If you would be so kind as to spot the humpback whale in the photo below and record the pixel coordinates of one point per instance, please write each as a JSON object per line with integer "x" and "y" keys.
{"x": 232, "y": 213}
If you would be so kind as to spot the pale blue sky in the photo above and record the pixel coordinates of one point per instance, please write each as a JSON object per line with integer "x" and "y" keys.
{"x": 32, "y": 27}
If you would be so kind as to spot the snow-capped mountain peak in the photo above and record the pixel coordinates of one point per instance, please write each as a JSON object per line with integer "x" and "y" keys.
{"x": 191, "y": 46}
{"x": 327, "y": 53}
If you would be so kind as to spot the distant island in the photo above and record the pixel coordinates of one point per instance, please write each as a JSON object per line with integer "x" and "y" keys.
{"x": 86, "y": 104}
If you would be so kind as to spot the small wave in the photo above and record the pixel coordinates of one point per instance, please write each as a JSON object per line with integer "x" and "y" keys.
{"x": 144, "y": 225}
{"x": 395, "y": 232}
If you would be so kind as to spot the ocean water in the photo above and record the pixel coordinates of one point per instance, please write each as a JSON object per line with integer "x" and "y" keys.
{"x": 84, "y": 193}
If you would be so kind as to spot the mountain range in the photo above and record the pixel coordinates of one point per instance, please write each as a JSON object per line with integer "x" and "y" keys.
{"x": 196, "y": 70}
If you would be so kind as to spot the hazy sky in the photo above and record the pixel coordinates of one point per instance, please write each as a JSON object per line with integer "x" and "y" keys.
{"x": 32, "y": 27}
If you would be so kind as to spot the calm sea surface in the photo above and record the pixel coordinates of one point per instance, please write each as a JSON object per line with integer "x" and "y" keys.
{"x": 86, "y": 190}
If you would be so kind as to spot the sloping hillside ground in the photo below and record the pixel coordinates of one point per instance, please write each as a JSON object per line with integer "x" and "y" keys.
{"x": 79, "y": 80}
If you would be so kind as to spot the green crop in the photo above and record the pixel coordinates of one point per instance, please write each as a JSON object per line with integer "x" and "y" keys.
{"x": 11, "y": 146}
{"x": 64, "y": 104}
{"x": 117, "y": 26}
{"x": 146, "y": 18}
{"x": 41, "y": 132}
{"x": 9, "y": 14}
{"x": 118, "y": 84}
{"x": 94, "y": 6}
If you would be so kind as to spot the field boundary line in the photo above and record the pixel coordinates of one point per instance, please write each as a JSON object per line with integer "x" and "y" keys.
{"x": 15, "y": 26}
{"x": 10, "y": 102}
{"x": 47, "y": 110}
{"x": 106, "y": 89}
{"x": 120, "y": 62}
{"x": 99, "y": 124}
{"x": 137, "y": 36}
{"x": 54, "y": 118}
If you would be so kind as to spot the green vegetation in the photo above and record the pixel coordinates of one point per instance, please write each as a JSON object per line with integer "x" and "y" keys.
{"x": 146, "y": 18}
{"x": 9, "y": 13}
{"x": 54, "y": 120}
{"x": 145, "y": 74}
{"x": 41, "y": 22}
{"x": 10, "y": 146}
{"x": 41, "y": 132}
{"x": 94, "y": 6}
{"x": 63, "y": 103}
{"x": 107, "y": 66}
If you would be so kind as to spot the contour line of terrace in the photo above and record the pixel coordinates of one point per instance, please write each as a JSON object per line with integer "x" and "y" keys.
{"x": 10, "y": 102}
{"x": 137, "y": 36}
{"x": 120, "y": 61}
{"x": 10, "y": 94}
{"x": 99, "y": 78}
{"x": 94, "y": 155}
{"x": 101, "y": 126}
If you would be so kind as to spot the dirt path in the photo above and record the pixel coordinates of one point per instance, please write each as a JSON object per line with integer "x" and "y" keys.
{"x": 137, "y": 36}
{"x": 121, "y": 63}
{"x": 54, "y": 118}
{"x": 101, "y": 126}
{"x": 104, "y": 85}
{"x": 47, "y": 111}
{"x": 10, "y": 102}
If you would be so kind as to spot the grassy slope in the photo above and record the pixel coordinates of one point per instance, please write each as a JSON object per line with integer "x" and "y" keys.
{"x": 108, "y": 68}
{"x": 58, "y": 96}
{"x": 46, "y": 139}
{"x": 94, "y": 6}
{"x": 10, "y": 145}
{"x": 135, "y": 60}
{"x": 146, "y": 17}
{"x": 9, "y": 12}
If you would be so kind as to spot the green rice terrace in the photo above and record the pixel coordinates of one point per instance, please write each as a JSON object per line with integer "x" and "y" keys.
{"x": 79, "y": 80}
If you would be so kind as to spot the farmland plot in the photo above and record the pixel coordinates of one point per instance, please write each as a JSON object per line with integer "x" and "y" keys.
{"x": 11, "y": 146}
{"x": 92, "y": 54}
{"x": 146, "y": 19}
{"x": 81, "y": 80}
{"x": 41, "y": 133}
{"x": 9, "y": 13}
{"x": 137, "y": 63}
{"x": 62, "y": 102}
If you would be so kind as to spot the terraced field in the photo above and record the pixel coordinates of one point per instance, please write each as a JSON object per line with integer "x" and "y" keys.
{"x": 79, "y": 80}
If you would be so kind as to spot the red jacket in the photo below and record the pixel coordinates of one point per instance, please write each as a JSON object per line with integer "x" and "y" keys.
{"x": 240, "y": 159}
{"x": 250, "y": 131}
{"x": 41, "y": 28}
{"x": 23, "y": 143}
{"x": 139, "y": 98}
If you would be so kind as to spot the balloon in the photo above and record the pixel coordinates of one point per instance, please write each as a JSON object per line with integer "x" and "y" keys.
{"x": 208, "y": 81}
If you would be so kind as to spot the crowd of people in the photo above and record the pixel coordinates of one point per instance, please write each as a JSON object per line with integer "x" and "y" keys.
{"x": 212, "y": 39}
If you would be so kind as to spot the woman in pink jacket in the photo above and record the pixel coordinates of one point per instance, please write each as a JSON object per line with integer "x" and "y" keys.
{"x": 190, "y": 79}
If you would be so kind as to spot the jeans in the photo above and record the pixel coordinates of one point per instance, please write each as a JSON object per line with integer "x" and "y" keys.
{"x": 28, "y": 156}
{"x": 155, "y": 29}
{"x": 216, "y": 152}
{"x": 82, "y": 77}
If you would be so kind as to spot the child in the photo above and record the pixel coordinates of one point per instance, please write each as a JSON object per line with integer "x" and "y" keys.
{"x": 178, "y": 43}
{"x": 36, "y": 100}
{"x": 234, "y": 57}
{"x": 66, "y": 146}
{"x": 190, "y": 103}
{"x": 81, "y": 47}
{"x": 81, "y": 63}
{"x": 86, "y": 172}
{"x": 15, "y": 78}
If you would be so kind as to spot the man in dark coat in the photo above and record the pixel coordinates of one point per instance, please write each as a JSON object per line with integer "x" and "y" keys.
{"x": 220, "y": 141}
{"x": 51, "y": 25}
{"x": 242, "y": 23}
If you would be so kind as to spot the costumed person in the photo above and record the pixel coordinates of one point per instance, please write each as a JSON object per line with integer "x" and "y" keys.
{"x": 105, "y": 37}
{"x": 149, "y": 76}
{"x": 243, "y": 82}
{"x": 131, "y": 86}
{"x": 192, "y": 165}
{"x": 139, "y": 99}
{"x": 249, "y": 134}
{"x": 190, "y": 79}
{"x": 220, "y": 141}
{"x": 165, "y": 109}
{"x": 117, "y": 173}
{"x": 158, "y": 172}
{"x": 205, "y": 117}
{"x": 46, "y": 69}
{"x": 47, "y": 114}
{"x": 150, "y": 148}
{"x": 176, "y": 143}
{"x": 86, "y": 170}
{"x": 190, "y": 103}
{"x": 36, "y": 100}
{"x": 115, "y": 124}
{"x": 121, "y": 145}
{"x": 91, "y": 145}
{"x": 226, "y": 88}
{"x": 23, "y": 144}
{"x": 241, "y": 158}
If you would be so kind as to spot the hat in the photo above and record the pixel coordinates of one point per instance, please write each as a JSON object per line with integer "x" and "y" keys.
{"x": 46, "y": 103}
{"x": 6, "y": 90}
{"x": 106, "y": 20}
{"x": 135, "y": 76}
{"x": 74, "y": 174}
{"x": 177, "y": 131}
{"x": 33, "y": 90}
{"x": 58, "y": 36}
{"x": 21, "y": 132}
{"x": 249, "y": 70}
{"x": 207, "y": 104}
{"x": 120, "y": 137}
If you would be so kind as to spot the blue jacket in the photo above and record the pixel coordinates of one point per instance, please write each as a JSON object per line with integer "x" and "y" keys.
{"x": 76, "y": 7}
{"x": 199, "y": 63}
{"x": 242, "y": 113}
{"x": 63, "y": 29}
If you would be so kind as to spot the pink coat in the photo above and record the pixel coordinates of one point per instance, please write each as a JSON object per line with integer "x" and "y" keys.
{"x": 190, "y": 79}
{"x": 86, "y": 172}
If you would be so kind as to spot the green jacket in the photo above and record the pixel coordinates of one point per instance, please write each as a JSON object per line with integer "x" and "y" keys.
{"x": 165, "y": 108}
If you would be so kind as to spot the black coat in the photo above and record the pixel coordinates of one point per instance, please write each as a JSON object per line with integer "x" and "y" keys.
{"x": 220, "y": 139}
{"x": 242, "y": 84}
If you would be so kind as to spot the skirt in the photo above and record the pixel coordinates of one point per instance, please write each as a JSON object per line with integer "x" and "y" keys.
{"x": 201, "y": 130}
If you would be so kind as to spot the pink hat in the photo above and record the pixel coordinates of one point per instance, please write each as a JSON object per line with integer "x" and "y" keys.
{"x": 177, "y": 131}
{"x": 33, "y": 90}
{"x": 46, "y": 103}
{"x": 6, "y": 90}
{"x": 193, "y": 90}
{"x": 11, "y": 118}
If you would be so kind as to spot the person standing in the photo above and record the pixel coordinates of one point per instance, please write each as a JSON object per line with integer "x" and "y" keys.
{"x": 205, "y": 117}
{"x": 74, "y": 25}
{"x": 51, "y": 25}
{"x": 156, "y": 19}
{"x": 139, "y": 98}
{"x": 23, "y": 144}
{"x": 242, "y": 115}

....

> THE PROBLEM:
Your task is to reproduce exactly the lines that begin with the one containing "the green jacket" and continue to the end of the data, both ends included.

> EXERCISE SOLUTION:
If you would be so kind as to spot the green jacket in the photo above and record the pixel coordinates of one point per instance, please write each as a JSON object per line with integer "x" and "y" keys.
{"x": 165, "y": 108}
If you would be so kind as to spot the black coat in the photo above and record the pixel coordinates of one point per instance, please write each as a JSON object per line with integer "x" and "y" keys.
{"x": 220, "y": 139}
{"x": 242, "y": 84}
If you would be so kind as to spot the skirt in the photo above and record the pixel coordinates of one point per instance, please write each as a JSON object per line with integer "x" and "y" keys.
{"x": 201, "y": 130}
If you would be so kind as to spot the pink hat in the photo above and record the pixel coordinates of one point per instance, please write each as a JSON object per line with integer "x" and "y" keys.
{"x": 177, "y": 131}
{"x": 33, "y": 90}
{"x": 46, "y": 103}
{"x": 6, "y": 90}
{"x": 193, "y": 90}
{"x": 11, "y": 118}
If you would be so kind as to spot the person standing in the photo above and record the pixel coordinates of one point per instance, please write each as a JSON object per line with integer "x" and "y" keys.
{"x": 205, "y": 117}
{"x": 74, "y": 25}
{"x": 51, "y": 25}
{"x": 156, "y": 19}
{"x": 139, "y": 98}
{"x": 23, "y": 144}
{"x": 242, "y": 115}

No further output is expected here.